Give the listing below again in full, exactly as written.

-------- Materials provided --------

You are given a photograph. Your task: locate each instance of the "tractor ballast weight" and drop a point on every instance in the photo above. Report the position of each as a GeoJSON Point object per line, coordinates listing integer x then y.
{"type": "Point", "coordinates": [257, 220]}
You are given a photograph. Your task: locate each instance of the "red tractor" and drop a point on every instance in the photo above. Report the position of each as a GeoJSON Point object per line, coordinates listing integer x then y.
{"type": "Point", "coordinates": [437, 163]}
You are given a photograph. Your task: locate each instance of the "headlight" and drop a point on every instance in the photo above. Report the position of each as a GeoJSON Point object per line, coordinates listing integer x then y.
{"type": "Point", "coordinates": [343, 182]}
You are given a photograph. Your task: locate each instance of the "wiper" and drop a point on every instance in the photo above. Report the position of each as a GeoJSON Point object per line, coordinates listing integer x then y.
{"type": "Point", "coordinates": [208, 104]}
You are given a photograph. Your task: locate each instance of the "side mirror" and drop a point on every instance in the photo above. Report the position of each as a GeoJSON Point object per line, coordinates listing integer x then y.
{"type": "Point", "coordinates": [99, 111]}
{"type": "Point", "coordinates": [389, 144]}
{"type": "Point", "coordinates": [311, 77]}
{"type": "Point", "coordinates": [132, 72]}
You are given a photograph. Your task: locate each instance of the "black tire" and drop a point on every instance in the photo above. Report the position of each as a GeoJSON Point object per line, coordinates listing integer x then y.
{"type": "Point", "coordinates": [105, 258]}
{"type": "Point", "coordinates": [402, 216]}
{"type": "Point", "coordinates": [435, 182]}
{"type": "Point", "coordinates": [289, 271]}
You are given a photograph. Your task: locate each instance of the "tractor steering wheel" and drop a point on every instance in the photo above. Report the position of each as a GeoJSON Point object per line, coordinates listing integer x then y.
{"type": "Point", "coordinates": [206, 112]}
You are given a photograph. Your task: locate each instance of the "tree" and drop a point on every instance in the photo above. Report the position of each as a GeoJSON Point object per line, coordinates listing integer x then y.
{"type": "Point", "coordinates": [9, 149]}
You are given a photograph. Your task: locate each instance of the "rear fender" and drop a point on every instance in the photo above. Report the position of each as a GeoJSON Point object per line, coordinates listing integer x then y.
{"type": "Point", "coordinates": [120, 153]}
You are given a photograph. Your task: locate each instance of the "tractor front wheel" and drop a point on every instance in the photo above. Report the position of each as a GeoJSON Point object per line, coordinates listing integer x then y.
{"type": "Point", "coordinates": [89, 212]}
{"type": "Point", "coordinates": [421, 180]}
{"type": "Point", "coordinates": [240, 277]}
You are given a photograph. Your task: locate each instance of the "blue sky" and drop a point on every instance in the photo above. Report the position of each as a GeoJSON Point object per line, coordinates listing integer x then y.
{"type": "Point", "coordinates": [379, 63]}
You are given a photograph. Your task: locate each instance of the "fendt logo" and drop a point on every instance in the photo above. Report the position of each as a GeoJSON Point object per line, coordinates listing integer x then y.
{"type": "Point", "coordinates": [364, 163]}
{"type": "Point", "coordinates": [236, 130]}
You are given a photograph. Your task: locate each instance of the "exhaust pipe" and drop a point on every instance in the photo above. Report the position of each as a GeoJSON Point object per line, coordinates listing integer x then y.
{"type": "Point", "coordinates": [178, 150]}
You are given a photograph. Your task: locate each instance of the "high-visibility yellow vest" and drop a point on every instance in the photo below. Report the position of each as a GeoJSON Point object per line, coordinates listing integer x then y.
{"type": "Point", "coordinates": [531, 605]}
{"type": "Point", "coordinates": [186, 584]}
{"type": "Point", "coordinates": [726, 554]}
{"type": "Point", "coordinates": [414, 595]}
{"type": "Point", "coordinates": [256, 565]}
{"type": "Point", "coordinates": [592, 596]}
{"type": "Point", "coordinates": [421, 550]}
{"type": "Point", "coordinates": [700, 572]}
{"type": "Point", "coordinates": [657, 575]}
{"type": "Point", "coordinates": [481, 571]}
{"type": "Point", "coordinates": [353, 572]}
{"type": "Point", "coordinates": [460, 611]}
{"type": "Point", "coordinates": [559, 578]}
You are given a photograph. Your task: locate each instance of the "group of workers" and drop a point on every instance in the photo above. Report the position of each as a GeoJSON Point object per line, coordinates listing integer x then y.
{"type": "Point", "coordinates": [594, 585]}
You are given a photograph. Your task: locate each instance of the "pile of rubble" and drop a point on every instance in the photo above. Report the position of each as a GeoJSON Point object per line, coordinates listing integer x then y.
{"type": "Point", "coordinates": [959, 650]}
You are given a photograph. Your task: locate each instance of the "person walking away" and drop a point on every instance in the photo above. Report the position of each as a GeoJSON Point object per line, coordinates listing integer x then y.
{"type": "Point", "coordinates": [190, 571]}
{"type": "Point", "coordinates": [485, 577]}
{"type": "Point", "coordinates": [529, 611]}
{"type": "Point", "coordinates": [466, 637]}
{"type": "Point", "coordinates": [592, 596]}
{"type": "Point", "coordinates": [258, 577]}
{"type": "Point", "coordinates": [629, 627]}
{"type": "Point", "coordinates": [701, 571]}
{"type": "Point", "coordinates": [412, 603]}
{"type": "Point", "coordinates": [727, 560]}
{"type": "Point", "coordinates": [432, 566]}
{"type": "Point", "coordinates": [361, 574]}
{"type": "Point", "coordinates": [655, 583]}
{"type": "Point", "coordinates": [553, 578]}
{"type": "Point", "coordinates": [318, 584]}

--------

→ **Exercise response**
You are given a photograph. Your task: locate each instance of the "tractor ballast weight" and drop a point on every instance in the photo above. Report the position of each as a GeoJSON Point object per line, coordinates listing integer x then y.
{"type": "Point", "coordinates": [257, 220]}
You are given a photograph. Your task: locate each instance of the "red tractor" and drop a point on every instance in the photo above. Report the position of each as a GeoJSON Point object per line, coordinates listing integer x then y.
{"type": "Point", "coordinates": [437, 163]}
You are given a photograph. Your task: locate each instance of the "headlight" and drop a point on every instance in the photo above. Report the position of each as a GeoJSON Point object per line, coordinates listing integer x then y.
{"type": "Point", "coordinates": [343, 182]}
You are given a photograph. Your task: locate each instance of the "wiper" and drop a point on every instance in the photo above. Report the position of each as a GeoJSON Point object per line, coordinates listing integer x then y.
{"type": "Point", "coordinates": [208, 104]}
You are given a photograph. Your task: locate each instance of the "side mirror" and drop a point on every instance in the photo above. Report the position of each as a GeoJSON Point object per line, coordinates listing integer x then y.
{"type": "Point", "coordinates": [99, 111]}
{"type": "Point", "coordinates": [389, 144]}
{"type": "Point", "coordinates": [311, 77]}
{"type": "Point", "coordinates": [132, 72]}
You are given a photograph. Your task: locate each instance of the "black tire" and drop a point on every instance in the photo above. Report the position of each as a GeoJSON Point object per line, coordinates listing integer x then y.
{"type": "Point", "coordinates": [105, 258]}
{"type": "Point", "coordinates": [402, 216]}
{"type": "Point", "coordinates": [435, 182]}
{"type": "Point", "coordinates": [289, 271]}
You are given a photograph. Your task: locate each instance of the "tractor steering wheel" and drop a point on every instance in the photo above. Report the position of each as a GeoJSON Point object per line, coordinates listing integer x then y.
{"type": "Point", "coordinates": [206, 112]}
You are given a photograph. Your task: locate each instance of the "tree" and drop a point on every instance in the photo above. Report the position of each as a GeoJSON Point object per line, coordinates listing integer x then y.
{"type": "Point", "coordinates": [9, 149]}
You are given a photograph. Your task: locate each instance of the "rear fender" and drop a point on every instance in the photo above. Report the position of each as a GeoJSON Point object per line, coordinates listing integer x then y.
{"type": "Point", "coordinates": [120, 153]}
You are given a photograph. Your task: locate each instance of the "tractor front wheel" and drop a point on every instance in the photo above. Report the position of each as a GeoJSON Point object per line, coordinates listing integer x then y.
{"type": "Point", "coordinates": [89, 212]}
{"type": "Point", "coordinates": [421, 180]}
{"type": "Point", "coordinates": [240, 277]}
You are given a photograph. Your task: locate each instance of the "blue sky" and drop a point on every instance in the photo above. Report the position of each as a GeoJSON Point object per line, coordinates listing integer x then y.
{"type": "Point", "coordinates": [379, 63]}
You are given a photograph. Your task: locate each instance of the "fendt logo" and drop a point on every instance in the photo above. Report the position of each as a GeoJSON Point object per line, coordinates listing integer x then y.
{"type": "Point", "coordinates": [364, 163]}
{"type": "Point", "coordinates": [236, 130]}
You are given a photograph. Your task: locate each instance of the "exhaust pipe" and drop a point on every instance in the photo above. Report the position of each as a GeoJSON Point object per line, coordinates listing integer x then y.
{"type": "Point", "coordinates": [178, 150]}
You are given a photograph. Your task: locate each instance of the "high-visibility yellow vest" and drop a point on every instance in the photo below. Report the position of each as a GeoJSON Point object per line, coordinates listing integer x then y.
{"type": "Point", "coordinates": [531, 605]}
{"type": "Point", "coordinates": [186, 584]}
{"type": "Point", "coordinates": [726, 554]}
{"type": "Point", "coordinates": [414, 595]}
{"type": "Point", "coordinates": [256, 565]}
{"type": "Point", "coordinates": [592, 596]}
{"type": "Point", "coordinates": [421, 550]}
{"type": "Point", "coordinates": [700, 572]}
{"type": "Point", "coordinates": [657, 575]}
{"type": "Point", "coordinates": [481, 571]}
{"type": "Point", "coordinates": [353, 572]}
{"type": "Point", "coordinates": [460, 611]}
{"type": "Point", "coordinates": [559, 578]}
You are given a photograph. Your task: locate each instance of the "group of workers" and drop a point on every instance in the photo above. Report the position of each as a GeoJSON Point object per line, coordinates listing integer x then y.
{"type": "Point", "coordinates": [594, 585]}
You are given a photograph. Your task: locate each instance of the "pile of rubble" and drop a point on every instance in the photo above. Report the position of each as a GeoJSON Point object per line, coordinates listing integer x then y.
{"type": "Point", "coordinates": [959, 650]}
You are given a photograph. Your task: locate each instance of the "person walking away" and drop a point on every instance in the photo above. Report the position of each as a GeoJSON Point object per line, coordinates listing integer x then y.
{"type": "Point", "coordinates": [190, 571]}
{"type": "Point", "coordinates": [485, 577]}
{"type": "Point", "coordinates": [529, 611]}
{"type": "Point", "coordinates": [466, 637]}
{"type": "Point", "coordinates": [592, 596]}
{"type": "Point", "coordinates": [258, 577]}
{"type": "Point", "coordinates": [629, 627]}
{"type": "Point", "coordinates": [701, 571]}
{"type": "Point", "coordinates": [412, 603]}
{"type": "Point", "coordinates": [727, 560]}
{"type": "Point", "coordinates": [432, 566]}
{"type": "Point", "coordinates": [361, 574]}
{"type": "Point", "coordinates": [655, 583]}
{"type": "Point", "coordinates": [553, 578]}
{"type": "Point", "coordinates": [318, 584]}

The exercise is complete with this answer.